Aprendamos
a acomodar nuestro paso al de los más débiles poniéndonos a la altura de los
ojos de los demás y nuestra mirada nunca sea desde la altura del orgullo egoísta
Romanos 11,1-2a.11-12.25-29; Sal 93;
Lucas 14,1.7-11
¿Estaremos haciendo de la vida una
carrera no de relevos sino de zancadillas y trompicones? Fijémonos en la cara
que ponemos en el coche cuando en la mañana nos encontramos largas colas donde
no podemos avanzar a nuestras particulares velocidades.
Nos metemos por aquí, nos colamos por
allá, vamos a ver como me puedo poner delante, cómo voy a dejar que aquel que
se está incorporando se pueda poner por delante de mí, y así andamos con
nuestras triquiñuelas para no dejar pasar a nadie y llegar yo el primero. Es la
cola de caja del supermercado, es en cualquier sitio donde haya una
aglomeración y hasta en la cita del médico, como si nuestro dolor fuera más
importante que el de los otros que allí se encuentran buscando atención para
sus dolencias. Hemos convertido la vida en una competición.
Cuánto nos cuesta ceder el paso incluso
cuando nos encontramos en una esquina de la calle donde haya alguna
aglomeración. Nos volvemos hasta inhumanos porque no queremos ni pensar en
valorar la situación en que se pueda encontrar la otra persona.
Lo que estoy diciendo es como una
manera de aterrizar en diversas situaciones en que nos podamos encontrar –
muchas más cosas podrían comentar y la lista se haría interminable – del pasaje
del evangelio que hoy se nos propone. Nos dice el evangelista que habían invitado
a Jesús a comer en casa de alguien principal, y Jesús observaba cómo los
invitados poco menos que se daban de codazos para ocupar los puestos que
consideraban mejores o más importantes a la hora de sentarse a la mesa. Los
codazos que nos damos en la mesa de la vida.
Jesús nos da unas recomendación que
podríamos llamar de buenas maneras, pero que con una llamada y un toque de
atención para la actitud de humildad y de mansedumbre que tendríamos que tomar
en los avatares de la vida.
※
→ Objetivo del ejercicio: Transcribe completo el texto proporcionado, sin cambiar ninguna palabra ni signo de puntuación.

Entradas guardadas
※
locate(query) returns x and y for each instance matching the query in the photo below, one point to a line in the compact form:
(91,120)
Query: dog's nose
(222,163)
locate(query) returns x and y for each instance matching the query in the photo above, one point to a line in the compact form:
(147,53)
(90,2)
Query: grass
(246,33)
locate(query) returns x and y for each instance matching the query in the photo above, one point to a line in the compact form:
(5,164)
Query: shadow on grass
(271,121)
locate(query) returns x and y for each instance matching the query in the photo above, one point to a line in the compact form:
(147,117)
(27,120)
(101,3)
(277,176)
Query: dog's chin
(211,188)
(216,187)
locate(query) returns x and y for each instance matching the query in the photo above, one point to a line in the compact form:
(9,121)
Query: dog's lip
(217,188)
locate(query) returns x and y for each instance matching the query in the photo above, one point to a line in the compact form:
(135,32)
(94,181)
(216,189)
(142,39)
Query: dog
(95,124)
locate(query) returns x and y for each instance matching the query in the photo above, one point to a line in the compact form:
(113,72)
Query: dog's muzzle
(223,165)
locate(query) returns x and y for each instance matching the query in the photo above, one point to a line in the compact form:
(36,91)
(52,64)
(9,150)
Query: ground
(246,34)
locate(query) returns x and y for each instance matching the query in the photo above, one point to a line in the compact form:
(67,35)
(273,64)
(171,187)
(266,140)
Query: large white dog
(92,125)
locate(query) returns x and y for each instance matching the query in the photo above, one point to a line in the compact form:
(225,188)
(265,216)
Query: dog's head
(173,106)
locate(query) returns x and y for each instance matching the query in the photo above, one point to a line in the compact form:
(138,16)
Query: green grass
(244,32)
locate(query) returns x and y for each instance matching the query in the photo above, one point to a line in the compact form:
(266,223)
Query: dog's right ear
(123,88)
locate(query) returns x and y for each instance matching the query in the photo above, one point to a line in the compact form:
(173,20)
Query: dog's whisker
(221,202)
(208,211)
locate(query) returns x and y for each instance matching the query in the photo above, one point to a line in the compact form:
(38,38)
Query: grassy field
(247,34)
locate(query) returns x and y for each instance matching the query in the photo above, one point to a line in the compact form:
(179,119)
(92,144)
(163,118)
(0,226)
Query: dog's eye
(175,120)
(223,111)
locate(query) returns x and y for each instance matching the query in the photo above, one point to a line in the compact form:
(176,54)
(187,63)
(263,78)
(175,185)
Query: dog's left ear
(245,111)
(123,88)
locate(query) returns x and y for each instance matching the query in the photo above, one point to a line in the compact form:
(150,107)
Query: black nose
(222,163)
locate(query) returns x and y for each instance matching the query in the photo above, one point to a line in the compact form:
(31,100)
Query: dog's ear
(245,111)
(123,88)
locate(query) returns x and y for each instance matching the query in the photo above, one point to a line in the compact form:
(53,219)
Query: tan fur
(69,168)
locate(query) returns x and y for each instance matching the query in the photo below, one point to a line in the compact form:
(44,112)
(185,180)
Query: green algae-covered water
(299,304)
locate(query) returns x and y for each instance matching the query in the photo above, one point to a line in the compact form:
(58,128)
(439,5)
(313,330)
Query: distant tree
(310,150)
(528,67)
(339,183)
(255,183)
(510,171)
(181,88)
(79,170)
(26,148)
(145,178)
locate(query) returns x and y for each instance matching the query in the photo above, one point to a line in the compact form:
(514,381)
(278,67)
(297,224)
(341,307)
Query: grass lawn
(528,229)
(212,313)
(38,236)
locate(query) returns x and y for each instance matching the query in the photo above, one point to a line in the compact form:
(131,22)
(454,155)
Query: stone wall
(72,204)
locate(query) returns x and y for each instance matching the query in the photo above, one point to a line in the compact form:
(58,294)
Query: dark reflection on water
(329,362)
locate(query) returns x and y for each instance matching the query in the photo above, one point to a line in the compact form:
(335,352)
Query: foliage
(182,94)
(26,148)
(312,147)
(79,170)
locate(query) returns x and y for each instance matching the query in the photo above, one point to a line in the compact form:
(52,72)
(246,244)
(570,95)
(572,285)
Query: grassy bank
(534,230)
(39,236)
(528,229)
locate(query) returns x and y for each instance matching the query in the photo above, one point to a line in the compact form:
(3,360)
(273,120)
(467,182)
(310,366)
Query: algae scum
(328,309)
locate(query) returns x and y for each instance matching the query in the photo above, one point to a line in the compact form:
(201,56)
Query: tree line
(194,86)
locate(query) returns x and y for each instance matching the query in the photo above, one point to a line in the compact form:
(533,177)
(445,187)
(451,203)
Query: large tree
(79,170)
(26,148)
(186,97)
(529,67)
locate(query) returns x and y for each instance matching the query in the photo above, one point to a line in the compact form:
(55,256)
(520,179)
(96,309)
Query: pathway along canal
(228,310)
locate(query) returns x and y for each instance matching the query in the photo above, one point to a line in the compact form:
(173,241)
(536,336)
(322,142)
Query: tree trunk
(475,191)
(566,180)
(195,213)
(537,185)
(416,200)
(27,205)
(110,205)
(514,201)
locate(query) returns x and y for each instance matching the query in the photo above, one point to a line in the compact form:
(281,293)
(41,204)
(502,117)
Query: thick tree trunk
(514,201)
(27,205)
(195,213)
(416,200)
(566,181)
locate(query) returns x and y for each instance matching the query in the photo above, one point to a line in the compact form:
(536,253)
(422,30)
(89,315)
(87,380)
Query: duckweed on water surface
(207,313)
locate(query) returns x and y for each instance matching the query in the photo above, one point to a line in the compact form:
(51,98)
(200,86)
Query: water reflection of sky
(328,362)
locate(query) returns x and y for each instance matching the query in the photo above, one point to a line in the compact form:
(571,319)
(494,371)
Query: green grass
※
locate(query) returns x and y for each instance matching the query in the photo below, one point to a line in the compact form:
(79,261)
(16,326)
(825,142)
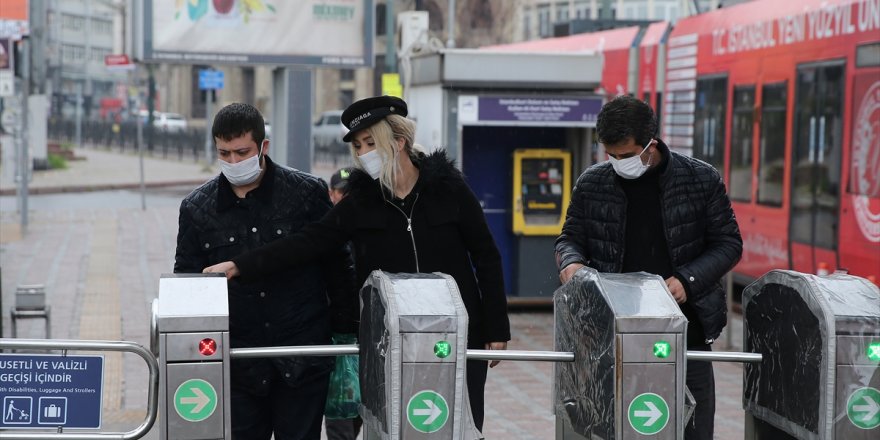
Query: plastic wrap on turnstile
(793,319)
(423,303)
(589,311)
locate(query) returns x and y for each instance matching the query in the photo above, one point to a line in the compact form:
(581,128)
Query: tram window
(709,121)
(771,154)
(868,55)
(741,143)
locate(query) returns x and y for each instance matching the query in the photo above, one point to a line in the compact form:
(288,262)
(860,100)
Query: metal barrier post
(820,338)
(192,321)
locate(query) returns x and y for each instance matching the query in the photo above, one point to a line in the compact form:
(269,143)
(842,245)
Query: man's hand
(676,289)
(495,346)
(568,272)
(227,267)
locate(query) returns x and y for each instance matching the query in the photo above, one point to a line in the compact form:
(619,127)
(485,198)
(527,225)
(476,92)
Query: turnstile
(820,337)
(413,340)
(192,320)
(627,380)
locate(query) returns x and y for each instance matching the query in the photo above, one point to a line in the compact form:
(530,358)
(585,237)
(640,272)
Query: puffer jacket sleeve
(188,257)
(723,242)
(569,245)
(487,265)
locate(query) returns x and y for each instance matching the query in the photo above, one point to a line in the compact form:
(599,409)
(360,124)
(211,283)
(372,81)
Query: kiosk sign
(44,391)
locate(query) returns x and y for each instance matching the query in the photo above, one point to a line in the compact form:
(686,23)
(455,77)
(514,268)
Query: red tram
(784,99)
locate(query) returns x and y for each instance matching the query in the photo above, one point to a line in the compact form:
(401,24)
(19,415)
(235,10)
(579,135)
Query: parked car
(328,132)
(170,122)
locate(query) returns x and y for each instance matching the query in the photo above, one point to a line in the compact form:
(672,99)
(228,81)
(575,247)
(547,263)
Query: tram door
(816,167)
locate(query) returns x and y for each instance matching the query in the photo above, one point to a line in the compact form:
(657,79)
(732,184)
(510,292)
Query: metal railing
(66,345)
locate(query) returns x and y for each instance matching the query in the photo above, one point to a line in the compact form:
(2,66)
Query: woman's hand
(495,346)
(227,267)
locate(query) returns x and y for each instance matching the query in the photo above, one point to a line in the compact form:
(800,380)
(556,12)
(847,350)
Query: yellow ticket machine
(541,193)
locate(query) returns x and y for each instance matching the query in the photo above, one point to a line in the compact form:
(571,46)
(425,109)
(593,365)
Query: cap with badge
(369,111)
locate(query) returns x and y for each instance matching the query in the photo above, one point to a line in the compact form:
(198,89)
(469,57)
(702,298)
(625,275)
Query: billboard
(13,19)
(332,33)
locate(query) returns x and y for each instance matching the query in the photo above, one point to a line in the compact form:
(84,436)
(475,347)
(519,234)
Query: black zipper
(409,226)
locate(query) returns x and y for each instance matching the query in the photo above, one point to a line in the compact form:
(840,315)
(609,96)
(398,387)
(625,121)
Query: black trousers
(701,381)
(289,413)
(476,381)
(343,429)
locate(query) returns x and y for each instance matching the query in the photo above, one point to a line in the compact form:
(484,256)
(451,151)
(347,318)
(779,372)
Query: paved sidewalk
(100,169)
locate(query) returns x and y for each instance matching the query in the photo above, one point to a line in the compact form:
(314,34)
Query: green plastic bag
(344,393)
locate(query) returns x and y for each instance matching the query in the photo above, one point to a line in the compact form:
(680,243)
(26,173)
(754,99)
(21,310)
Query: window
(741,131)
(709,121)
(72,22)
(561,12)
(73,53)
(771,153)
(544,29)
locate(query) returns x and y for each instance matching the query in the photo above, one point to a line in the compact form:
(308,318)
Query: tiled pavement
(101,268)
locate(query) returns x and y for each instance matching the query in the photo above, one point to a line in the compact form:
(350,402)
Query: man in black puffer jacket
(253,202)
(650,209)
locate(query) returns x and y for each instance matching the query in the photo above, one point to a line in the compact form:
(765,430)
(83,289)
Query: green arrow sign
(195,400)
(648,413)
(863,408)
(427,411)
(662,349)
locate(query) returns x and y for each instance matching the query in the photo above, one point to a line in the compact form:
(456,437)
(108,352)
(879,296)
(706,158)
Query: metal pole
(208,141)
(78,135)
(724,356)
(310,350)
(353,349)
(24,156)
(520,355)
※
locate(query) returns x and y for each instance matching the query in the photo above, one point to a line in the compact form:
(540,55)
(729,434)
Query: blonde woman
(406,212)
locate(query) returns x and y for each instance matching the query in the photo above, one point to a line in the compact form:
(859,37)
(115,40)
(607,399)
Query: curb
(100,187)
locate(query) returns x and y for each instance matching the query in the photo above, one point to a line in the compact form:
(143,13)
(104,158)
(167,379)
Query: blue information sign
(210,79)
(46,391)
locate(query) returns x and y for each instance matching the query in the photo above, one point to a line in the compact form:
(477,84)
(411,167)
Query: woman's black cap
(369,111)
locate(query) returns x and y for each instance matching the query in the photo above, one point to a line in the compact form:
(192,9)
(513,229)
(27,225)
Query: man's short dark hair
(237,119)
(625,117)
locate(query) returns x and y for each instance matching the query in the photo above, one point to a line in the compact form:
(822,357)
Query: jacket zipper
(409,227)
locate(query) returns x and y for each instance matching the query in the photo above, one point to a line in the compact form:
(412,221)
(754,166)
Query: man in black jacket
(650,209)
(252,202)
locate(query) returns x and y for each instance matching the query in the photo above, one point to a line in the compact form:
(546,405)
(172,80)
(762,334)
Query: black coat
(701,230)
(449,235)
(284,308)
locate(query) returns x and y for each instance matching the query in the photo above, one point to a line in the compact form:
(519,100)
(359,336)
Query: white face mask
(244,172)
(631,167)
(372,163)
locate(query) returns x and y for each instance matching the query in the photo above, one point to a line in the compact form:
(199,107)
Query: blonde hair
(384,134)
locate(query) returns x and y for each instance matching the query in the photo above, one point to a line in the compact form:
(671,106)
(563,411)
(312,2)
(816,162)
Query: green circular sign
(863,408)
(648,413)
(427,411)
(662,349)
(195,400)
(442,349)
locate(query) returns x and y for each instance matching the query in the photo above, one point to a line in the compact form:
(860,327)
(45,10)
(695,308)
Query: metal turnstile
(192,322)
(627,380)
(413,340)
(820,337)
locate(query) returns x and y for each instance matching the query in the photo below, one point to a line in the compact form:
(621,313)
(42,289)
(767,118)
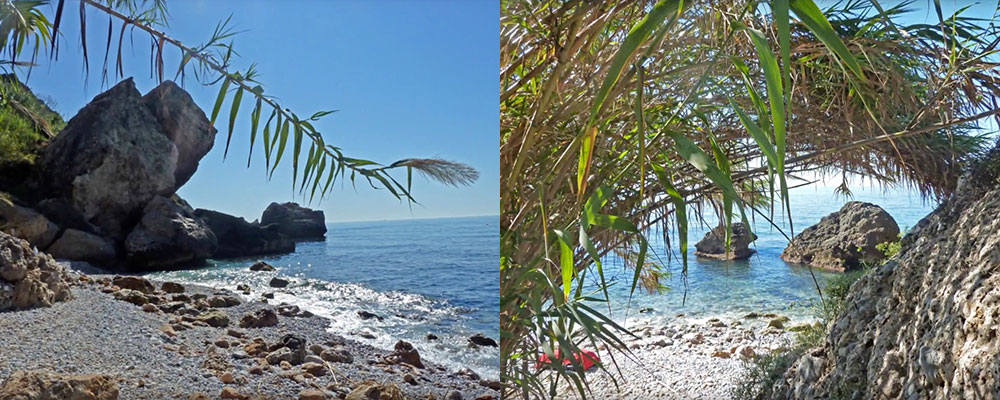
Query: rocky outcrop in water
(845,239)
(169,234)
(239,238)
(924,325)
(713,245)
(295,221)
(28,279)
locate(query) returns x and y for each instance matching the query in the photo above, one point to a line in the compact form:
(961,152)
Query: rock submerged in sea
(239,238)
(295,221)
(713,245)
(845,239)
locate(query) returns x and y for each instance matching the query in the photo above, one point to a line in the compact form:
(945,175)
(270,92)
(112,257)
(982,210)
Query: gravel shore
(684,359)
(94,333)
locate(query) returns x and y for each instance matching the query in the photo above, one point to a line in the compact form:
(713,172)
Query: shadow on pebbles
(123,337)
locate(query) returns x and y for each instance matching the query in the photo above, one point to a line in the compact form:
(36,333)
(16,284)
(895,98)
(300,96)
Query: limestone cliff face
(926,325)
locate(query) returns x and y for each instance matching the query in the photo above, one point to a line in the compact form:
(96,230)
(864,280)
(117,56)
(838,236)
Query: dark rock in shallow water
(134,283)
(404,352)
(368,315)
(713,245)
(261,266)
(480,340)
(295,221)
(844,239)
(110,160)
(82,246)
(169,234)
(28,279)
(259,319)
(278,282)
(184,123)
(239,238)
※
→ Respuesta del ejercicio:
Aprendamos
a acomodar nuestro paso al de los más débiles poniéndonos a la altura de los
ojos de los demás y nuestra mirada nunca sea desde la altura del orgullo egoísta
Romanos 11,1-2a.11-12.25-29; Sal 93;
Lucas 14,1.7-11
¿Estaremos haciendo de la vida una
carrera no de relevos sino de zancadillas y trompicones? Fijémonos en la cara
que ponemos en el coche cuando en la mañana nos encontramos largas colas donde
no podemos avanzar a nuestras particulares velocidades.
Nos metemos por aquí, nos colamos por
allá, vamos a ver como me puedo poner delante, cómo voy a dejar que aquel que
se está incorporando se pueda poner por delante de mí, y así andamos con
nuestras triquiñuelas para no dejar pasar a nadie y llegar yo el primero. Es la
cola de caja del supermercado, es en cualquier sitio donde haya una
aglomeración y hasta en la cita del médico, como si nuestro dolor fuera más
importante que el de los otros que allí se encuentran buscando atención para
sus dolencias. Hemos convertido la vida en una competición.
Cuánto nos cuesta ceder el paso incluso
cuando nos encontramos en una esquina de la calle donde haya alguna
aglomeración. Nos volvemos hasta inhumanos porque no queremos ni pensar en
valorar la situación en que se pueda encontrar la otra persona.
Lo que estoy diciendo es como una
manera de aterrizar en diversas situaciones en que nos podamos encontrar –
muchas más cosas podrían comentar y la lista se haría interminable – del pasaje
del evangelio que hoy se nos propone. Nos dice el evangelista que habían invitado
a Jesús a comer en casa de alguien principal, y Jesús observaba cómo los
invitados poco menos que se daban de codazos para ocupar los puestos que
consideraban mejores o más importantes a la hora de sentarse a la mesa. Los
codazos que nos damos en la mesa de la vida.
Jesús nos da unas recomendación que
podríamos llamar de buenas maneras, pero que con una llamada y un toque de
atención para la actitud de humildad y de mansedumbre que tendríamos que tomar
en los avatares de la vida.